* **Exercise directions**: Print, exactly and completely, every entry in the data.

[START OF Given data]

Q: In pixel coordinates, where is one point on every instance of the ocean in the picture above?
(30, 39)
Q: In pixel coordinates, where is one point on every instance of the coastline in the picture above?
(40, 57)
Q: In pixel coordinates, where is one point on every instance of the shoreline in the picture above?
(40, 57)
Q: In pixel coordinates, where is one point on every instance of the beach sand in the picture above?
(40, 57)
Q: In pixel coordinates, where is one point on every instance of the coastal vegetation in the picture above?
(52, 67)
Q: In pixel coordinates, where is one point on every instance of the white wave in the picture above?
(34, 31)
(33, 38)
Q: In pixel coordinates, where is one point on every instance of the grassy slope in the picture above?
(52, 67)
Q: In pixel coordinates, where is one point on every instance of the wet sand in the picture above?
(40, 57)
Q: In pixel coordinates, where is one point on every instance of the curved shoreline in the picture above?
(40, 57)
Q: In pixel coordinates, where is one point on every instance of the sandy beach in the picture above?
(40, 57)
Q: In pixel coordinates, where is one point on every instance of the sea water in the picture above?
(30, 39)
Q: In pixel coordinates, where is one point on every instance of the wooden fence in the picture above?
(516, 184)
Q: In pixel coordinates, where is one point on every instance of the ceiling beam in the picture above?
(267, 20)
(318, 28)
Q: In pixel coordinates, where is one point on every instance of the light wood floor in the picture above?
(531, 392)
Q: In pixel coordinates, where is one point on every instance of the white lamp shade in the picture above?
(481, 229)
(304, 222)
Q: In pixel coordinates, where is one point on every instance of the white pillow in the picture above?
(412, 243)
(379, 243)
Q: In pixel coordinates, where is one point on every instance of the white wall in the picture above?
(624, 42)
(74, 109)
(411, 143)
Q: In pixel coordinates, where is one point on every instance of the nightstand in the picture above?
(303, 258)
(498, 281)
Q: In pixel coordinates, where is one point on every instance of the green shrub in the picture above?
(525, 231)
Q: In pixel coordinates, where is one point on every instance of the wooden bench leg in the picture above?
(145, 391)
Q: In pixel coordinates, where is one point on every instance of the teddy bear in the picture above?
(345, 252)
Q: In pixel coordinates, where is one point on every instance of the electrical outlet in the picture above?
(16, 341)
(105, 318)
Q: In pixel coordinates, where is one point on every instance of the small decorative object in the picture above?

[END OF Given data]

* **Solution to this problem**:
Q: In pixel coordinates, where is one point on every instance of the ocean in the picture above?
(30, 39)
Q: In pixel coordinates, where is one point on every instance of the coastline in the picture above?
(40, 57)
Q: In pixel coordinates, where is one point on every instance of the shoreline in the picture above?
(40, 57)
Q: In pixel coordinates, where is one point on every instance of the beach sand in the picture above?
(40, 57)
Q: In pixel coordinates, where is one point on every instance of the coastal vegetation in the picture above?
(52, 67)
Q: In pixel coordinates, where is one point on every instance of the white wave in the picture above?
(34, 31)
(33, 38)
Q: In pixel coordinates, where is one point on every instance of the grassy slope in the picture above?
(52, 67)
Q: In pixel coordinates, where is one point on every instance of the wet sand in the picture above?
(40, 57)
Q: In pixel coordinates, where is one point on every instance of the curved shoreline in the picture above?
(40, 57)
Q: In pixel coordinates, where is one point on every instance of the sandy beach in the picture above?
(40, 57)
Q: In pixel coordinates, where is one point on every instance of the sea water in the picture above?
(30, 39)
Q: In pixel coordinates, where is one point on every instance of the wooden fence in the picture above?
(516, 184)
Q: In pixel coordinates, where is one point on every instance of the ceiling beam in the picture above?
(267, 20)
(318, 28)
Q: In pixel coordinates, where is one point on every instance of the light wood floor in the picture above?
(531, 392)
Q: In pixel coordinates, where is one point on every instance of the white lamp shade in the picture above?
(481, 229)
(304, 222)
Q: In pixel coordinates, where is one point on every instance of the white pillow in the picture above?
(412, 243)
(379, 243)
Q: In pixel coordinates, where is one point on every instance of the white wall in the picture above?
(624, 42)
(74, 109)
(411, 143)
Q: In pixel coordinates, where is one point on every instance of the nightstand in the picture above?
(303, 258)
(498, 281)
Q: In pixel coordinates, where is one point on every instance of the green shrub in the picture above?
(525, 231)
Q: In pixel coordinates, where is one point on every instance of the wooden bench leg in the picture above?
(145, 391)
Q: In pixel coordinates, where is one point on every instance of the teddy bear in the picture above?
(345, 252)
Q: In pixel coordinates, where is one point on every instance of the electrical outlet in the picture above?
(16, 341)
(105, 318)
Q: In pixel coordinates, where is one point on every instance of the small decorative object in the picture above?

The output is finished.